Reproduce every one of the records below, keeping each line unchanged.

=== Supplied material ===

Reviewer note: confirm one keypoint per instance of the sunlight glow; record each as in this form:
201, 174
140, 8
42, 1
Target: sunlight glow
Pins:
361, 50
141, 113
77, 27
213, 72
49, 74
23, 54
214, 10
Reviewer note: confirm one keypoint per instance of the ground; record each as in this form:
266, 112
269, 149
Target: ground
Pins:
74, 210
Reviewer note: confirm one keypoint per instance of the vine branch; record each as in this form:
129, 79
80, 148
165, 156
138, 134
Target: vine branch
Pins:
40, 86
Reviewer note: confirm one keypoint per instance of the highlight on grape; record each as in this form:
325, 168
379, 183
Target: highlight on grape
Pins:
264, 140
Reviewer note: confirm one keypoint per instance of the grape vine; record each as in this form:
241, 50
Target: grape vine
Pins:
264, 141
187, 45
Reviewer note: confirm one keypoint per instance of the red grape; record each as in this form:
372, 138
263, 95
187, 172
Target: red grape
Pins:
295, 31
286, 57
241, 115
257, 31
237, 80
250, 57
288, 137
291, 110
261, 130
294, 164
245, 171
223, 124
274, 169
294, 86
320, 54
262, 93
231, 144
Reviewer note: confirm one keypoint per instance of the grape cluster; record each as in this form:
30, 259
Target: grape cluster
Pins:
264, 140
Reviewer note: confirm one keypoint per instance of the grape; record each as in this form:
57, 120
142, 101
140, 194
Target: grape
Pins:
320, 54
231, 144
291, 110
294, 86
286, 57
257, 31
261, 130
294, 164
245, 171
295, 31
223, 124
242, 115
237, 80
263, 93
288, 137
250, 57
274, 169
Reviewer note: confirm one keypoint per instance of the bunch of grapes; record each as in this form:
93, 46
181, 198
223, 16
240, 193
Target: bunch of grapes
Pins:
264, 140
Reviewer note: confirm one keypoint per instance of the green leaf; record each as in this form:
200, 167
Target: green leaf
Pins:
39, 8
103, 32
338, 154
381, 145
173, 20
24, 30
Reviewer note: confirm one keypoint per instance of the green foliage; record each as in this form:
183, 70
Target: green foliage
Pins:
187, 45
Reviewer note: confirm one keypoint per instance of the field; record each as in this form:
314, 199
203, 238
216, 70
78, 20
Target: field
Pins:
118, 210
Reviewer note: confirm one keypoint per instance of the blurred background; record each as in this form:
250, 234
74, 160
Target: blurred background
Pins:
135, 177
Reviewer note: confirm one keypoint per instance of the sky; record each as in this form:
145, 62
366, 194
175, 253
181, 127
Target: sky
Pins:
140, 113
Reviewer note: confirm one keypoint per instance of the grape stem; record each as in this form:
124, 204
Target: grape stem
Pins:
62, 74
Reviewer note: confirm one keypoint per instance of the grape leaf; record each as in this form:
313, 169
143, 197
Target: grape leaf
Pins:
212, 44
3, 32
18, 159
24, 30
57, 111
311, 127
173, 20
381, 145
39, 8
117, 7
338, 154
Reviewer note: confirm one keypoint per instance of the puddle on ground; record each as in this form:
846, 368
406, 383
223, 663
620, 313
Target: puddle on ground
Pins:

===

-- Expected answer --
Reviewer note: confirm one keypoint per instance of the sunlight glow; record each as in this form:
201, 174
140, 8
42, 1
Target: sunlight glow
Pins:
361, 50
141, 113
77, 27
213, 72
49, 74
23, 54
214, 10
Reviewer note: confirm one keypoint per instance of the ground; record each as in this form:
266, 112
269, 149
Target: ground
Pins:
74, 210
Reviewer note: confirm one keypoint per instance of the vine branch; record each as in this form:
129, 79
80, 148
165, 156
138, 134
Target: vine branch
Pins:
40, 86
Reviewer note: confirm one keypoint per instance of the highlight on grape; record each as in this form:
325, 168
379, 183
Target: highlight on grape
Pins:
264, 140
Reviewer note: confirm one keypoint per instance of the grape vine; record each as in this form:
241, 50
Target: grape vine
Pins:
264, 141
187, 45
Reviewer note: confirm one keypoint per instance of the red grape; record each as in this form:
372, 138
263, 95
187, 172
Target: red grape
Pins:
295, 31
286, 57
241, 115
257, 31
237, 80
250, 57
288, 137
291, 110
261, 130
294, 164
245, 171
223, 124
274, 169
294, 86
320, 54
262, 93
231, 144
Reviewer note: confirm one keypoint per instance of the grape cluster; record each as in this form:
30, 259
Target: grape cluster
Pins:
264, 140
Reviewer note: confirm one keypoint per instance of the grape; record each as in this form:
57, 120
142, 101
140, 194
Target: grape
Pins:
320, 54
231, 144
291, 110
294, 86
286, 57
257, 31
261, 130
294, 164
245, 171
295, 31
223, 124
242, 115
237, 80
263, 93
288, 137
250, 57
274, 169
Reviewer note: confirm one keypoint per instance of the bunch of grapes; record each as in this form:
93, 46
181, 198
223, 16
240, 193
Target: bunch of grapes
Pins:
264, 140
Reviewer note: confirm one keypoint per instance of the green leaf; record each as in this form:
200, 167
Target: green leaf
Pins:
39, 8
103, 32
338, 154
381, 145
173, 20
24, 30
Reviewer note: confirm one keypoint per instance of the green foliage; record each as in this form:
183, 70
Target: green foliage
Pins:
187, 45
Reviewer note: confirm one keypoint per instance of the field; record each as in this form:
314, 199
203, 238
216, 70
78, 20
Target: field
Pins:
118, 210
Reviewer note: confirm one keypoint per instance of the blurred background; record each as in this form:
250, 234
74, 160
Target: blurred background
Pins:
135, 177
Reviewer note: confirm one keypoint per instance of the sky; record each as in this form:
145, 62
366, 194
175, 253
181, 127
Target: sky
Pins:
140, 113
Reviewer note: confirm one keypoint per instance of the grape stem; record each as in this form:
124, 204
Target: grape stem
Pins:
62, 74
Reviewer note: confirm one keypoint per instance of the grape leaf; record each as in this form:
313, 169
143, 197
Target: grape leaf
Pins:
212, 44
3, 32
18, 159
24, 30
57, 111
311, 127
173, 20
381, 145
39, 8
117, 7
338, 154
Reviewer note: confirm one keypoint per instance of the puddle on ground; record each as in this form:
846, 368
406, 383
223, 663
620, 313
Target: puddle on ground
Pins:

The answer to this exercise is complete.